_What to do_
Retype, word for word, every line from the one holding "9L562 26L561 48H619L628" through the one holding "positive clicks: (880, 82)" in the entries below, both included, and only those lines.

Dataset entries:
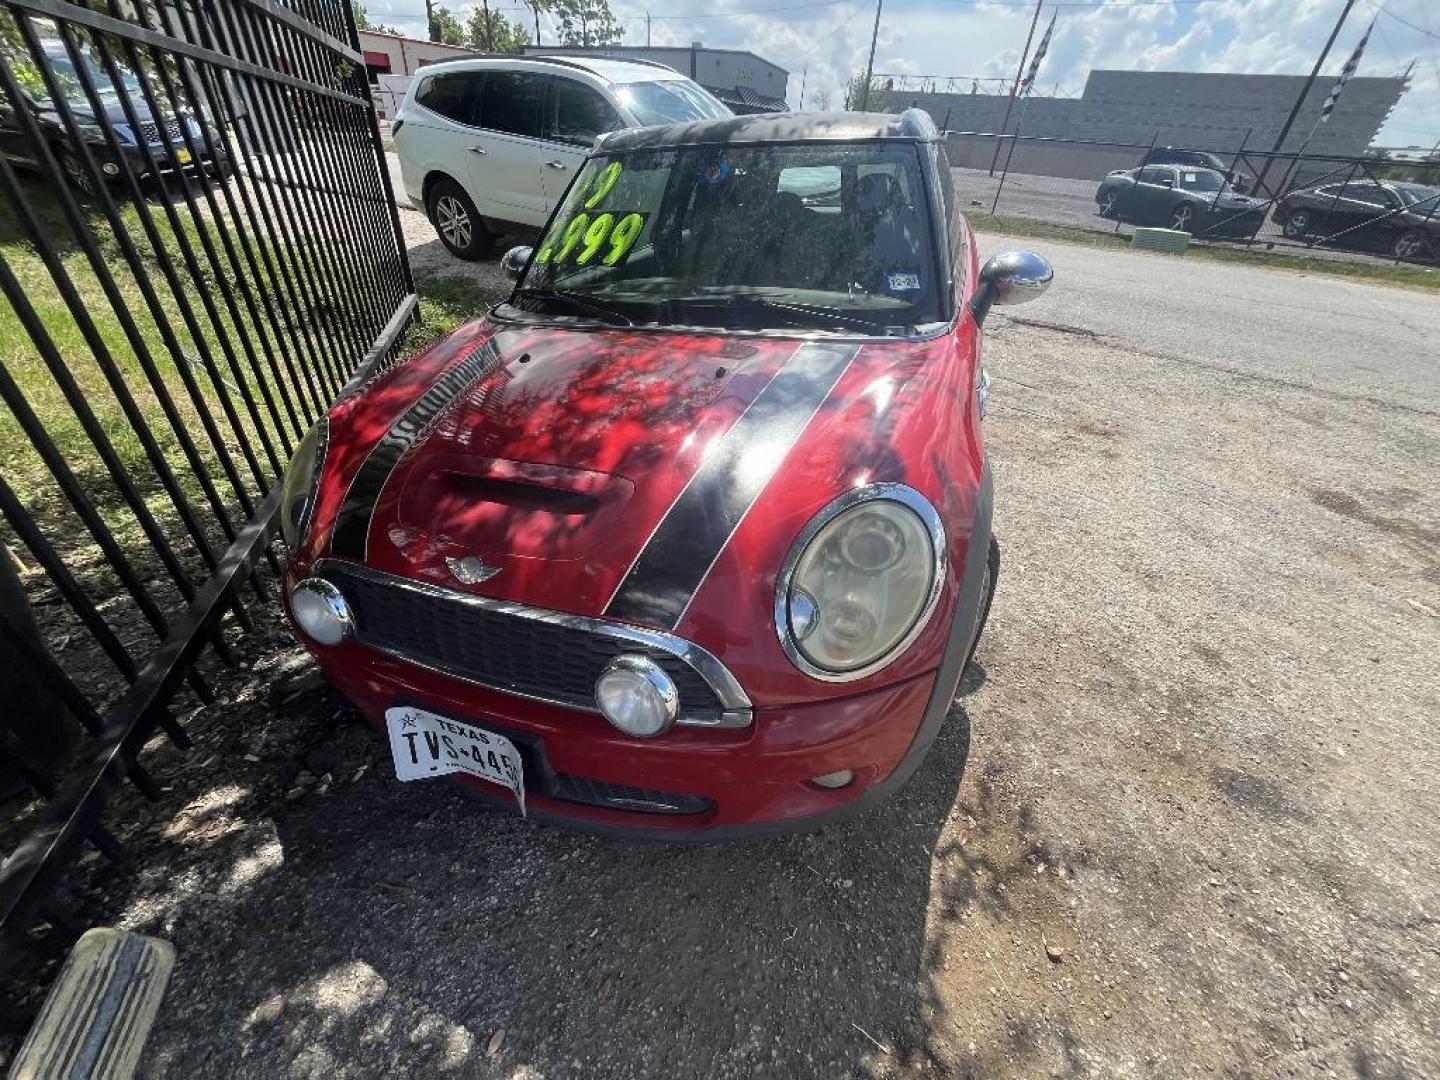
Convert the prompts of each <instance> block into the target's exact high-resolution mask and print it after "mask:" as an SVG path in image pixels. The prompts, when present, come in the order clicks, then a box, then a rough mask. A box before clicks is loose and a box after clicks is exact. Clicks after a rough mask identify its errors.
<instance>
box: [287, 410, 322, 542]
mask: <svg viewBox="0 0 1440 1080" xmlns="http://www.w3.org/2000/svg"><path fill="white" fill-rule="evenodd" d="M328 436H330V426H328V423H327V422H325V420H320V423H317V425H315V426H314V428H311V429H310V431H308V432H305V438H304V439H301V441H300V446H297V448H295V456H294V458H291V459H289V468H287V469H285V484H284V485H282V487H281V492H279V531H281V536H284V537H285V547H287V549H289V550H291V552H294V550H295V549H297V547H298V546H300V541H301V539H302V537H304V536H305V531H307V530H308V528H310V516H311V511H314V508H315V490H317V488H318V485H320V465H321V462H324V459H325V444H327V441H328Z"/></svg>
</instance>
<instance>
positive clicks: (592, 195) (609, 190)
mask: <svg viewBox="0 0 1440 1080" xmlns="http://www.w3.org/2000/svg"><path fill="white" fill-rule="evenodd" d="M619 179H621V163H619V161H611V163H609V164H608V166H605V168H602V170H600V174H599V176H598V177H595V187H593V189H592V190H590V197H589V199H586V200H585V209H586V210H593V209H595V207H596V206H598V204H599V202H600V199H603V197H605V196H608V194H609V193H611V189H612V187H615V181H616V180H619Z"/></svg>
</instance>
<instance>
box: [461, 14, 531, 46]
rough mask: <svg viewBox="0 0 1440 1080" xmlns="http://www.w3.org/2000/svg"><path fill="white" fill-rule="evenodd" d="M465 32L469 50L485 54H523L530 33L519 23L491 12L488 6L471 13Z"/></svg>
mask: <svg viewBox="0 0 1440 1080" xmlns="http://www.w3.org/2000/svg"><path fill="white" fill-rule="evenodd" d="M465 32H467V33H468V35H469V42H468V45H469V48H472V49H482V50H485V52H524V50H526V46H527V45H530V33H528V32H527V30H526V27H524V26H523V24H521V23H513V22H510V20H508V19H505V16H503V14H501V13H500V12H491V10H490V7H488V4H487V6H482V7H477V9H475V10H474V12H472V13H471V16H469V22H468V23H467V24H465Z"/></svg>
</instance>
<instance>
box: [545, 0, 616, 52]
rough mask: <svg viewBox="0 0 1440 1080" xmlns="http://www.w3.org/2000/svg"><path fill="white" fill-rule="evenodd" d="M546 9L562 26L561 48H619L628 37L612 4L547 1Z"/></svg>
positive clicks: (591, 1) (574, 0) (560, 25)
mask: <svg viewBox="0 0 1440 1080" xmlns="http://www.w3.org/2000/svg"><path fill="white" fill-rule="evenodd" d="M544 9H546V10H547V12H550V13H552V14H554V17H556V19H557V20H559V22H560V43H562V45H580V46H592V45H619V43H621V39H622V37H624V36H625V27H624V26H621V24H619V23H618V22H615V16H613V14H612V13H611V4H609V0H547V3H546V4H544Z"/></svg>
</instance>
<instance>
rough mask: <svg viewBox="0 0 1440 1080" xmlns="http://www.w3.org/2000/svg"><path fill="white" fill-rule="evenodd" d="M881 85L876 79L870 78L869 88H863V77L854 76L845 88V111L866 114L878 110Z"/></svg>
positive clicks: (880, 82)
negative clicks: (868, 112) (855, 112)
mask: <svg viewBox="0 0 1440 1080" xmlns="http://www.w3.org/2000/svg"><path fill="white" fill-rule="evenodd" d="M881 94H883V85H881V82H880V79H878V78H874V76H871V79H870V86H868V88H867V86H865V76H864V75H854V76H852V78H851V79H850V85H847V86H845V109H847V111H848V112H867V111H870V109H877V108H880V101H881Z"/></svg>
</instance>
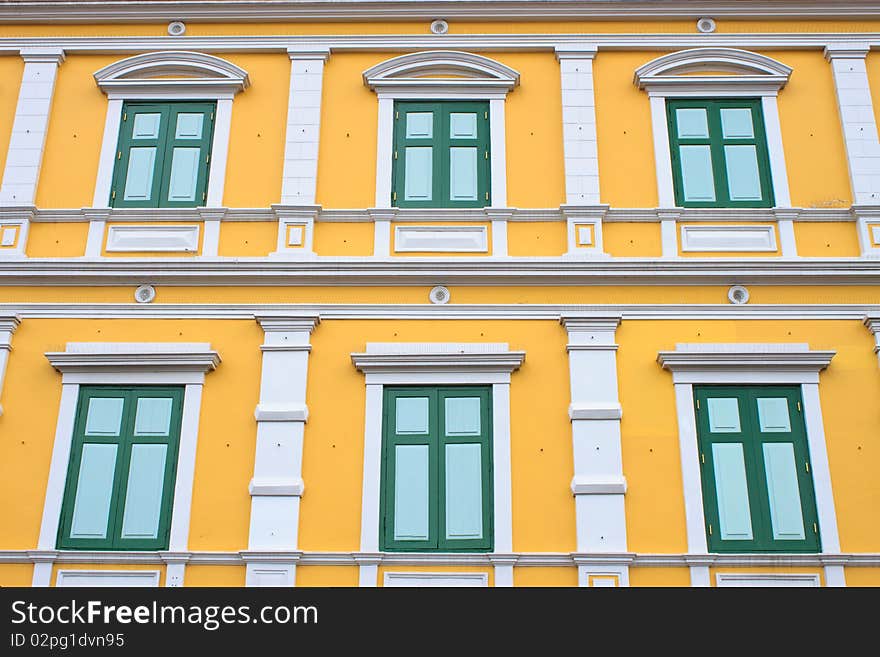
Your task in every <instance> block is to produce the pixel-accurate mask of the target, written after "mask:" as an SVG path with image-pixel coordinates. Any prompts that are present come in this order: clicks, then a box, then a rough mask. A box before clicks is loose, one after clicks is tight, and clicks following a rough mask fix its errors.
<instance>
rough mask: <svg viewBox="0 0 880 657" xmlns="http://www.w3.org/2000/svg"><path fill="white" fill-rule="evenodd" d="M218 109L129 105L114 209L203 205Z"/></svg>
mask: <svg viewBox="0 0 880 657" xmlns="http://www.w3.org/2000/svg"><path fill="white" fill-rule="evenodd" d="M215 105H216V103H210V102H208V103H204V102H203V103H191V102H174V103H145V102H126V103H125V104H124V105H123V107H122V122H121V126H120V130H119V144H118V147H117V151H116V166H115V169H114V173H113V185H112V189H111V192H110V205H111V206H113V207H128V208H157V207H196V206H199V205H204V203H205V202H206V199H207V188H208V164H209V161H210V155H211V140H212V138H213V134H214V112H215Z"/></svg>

==

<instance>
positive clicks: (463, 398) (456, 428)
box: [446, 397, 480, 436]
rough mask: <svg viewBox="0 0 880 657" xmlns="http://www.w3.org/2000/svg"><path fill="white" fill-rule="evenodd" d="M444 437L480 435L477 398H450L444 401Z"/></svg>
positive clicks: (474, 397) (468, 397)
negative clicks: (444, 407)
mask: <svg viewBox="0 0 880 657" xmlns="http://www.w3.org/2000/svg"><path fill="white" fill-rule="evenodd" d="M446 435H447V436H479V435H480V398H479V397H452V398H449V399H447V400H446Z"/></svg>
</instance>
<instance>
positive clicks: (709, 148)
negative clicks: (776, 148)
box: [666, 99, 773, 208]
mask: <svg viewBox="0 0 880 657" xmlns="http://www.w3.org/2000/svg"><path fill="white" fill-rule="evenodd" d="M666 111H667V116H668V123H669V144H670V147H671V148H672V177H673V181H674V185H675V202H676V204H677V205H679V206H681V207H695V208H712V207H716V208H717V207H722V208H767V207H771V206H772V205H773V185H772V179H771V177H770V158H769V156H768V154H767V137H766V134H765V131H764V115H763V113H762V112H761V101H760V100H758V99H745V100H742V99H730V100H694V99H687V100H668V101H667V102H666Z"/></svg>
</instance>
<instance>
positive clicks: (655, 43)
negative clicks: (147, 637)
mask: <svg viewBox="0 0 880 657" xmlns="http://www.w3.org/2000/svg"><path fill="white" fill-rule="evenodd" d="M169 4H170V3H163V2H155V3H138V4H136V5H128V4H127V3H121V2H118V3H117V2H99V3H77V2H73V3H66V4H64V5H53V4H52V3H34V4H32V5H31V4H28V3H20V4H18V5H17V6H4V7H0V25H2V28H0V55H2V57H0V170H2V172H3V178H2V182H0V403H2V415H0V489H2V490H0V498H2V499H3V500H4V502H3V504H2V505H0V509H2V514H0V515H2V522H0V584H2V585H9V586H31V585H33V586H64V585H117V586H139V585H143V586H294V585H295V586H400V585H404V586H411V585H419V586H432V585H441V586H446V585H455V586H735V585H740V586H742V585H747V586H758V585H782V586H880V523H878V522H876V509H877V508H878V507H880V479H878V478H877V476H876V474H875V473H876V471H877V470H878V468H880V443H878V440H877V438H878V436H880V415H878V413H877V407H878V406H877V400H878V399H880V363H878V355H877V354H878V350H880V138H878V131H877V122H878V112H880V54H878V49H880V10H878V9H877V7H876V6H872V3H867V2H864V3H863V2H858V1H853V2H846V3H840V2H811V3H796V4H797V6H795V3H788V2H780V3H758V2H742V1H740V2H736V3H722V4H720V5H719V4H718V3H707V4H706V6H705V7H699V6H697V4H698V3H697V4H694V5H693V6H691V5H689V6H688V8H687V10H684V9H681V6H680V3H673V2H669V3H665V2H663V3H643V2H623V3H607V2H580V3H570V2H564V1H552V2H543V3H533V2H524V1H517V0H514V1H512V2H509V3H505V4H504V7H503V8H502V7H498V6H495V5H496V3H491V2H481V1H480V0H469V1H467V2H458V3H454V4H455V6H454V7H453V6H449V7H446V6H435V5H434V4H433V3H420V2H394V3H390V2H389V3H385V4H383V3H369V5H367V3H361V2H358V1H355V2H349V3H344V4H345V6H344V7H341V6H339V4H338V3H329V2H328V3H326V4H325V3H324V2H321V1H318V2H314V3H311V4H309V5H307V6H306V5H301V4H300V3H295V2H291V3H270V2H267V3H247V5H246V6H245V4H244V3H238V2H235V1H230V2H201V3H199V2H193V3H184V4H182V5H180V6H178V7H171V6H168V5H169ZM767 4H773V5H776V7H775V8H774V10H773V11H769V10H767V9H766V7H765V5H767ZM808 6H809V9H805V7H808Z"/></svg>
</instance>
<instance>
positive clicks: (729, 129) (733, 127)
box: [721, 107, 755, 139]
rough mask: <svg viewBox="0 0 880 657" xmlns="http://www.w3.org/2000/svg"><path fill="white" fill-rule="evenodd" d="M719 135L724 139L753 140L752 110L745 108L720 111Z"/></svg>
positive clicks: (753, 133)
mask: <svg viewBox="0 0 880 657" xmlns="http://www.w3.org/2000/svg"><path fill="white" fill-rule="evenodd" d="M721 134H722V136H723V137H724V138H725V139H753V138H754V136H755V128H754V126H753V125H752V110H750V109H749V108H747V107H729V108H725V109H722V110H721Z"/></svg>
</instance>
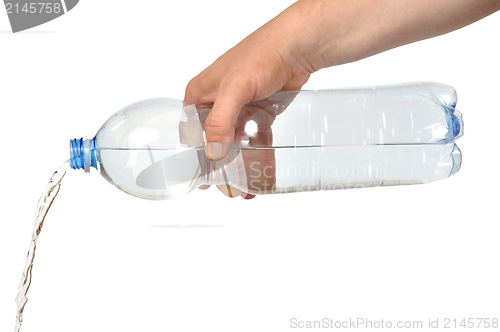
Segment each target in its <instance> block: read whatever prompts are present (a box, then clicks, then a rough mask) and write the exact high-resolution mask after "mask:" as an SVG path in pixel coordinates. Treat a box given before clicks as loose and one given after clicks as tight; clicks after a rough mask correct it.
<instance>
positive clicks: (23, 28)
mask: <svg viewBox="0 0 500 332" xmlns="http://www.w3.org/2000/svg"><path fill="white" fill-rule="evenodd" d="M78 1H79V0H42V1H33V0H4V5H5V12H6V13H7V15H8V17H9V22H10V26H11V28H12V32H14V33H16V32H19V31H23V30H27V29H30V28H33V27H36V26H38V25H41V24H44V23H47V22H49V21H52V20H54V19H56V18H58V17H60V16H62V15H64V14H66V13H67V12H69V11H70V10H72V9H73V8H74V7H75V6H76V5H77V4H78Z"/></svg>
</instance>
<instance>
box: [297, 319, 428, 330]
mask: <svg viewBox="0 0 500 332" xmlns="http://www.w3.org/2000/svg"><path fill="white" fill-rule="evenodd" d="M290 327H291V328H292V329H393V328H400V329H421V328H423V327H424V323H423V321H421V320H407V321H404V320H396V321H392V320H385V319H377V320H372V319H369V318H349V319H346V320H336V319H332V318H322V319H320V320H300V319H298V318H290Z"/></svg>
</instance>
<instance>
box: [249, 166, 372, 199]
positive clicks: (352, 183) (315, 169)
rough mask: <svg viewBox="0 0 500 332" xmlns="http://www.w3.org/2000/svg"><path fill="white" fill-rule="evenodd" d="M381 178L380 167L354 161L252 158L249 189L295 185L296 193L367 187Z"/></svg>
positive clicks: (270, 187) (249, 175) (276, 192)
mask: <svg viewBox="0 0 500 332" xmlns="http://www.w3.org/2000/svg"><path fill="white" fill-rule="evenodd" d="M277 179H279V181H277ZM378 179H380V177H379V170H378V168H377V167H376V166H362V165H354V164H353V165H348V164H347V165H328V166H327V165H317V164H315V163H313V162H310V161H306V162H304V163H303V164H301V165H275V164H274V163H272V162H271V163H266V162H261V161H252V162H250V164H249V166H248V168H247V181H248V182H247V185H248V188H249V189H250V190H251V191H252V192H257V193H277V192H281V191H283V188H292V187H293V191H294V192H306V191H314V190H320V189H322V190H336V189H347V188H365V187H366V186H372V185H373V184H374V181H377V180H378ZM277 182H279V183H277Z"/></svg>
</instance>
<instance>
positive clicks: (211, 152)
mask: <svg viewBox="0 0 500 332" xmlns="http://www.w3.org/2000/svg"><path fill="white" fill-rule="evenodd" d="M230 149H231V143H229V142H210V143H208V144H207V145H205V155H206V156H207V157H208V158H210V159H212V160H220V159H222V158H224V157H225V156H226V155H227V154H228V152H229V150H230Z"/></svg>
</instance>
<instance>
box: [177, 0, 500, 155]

_Written response_
rough mask: <svg viewBox="0 0 1440 1080" xmlns="http://www.w3.org/2000/svg"><path fill="white" fill-rule="evenodd" d="M546 9L562 26L561 48H619L628 37L612 4L547 1Z"/></svg>
positive clicks: (591, 1) (574, 0) (560, 25)
mask: <svg viewBox="0 0 1440 1080" xmlns="http://www.w3.org/2000/svg"><path fill="white" fill-rule="evenodd" d="M544 9H546V10H547V12H550V13H552V14H554V17H556V19H557V20H559V22H560V43H562V45H580V46H592V45H619V43H621V39H622V37H624V36H625V27H624V26H621V24H619V23H618V22H615V16H613V14H612V13H611V4H609V0H547V3H546V4H544Z"/></svg>
</instance>
<instance>
rough mask: <svg viewBox="0 0 1440 1080" xmlns="http://www.w3.org/2000/svg"><path fill="white" fill-rule="evenodd" d="M881 85L876 79L870 78L869 88H863V77L854 76L845 88V111L866 114L878 110Z"/></svg>
positive clicks: (880, 82)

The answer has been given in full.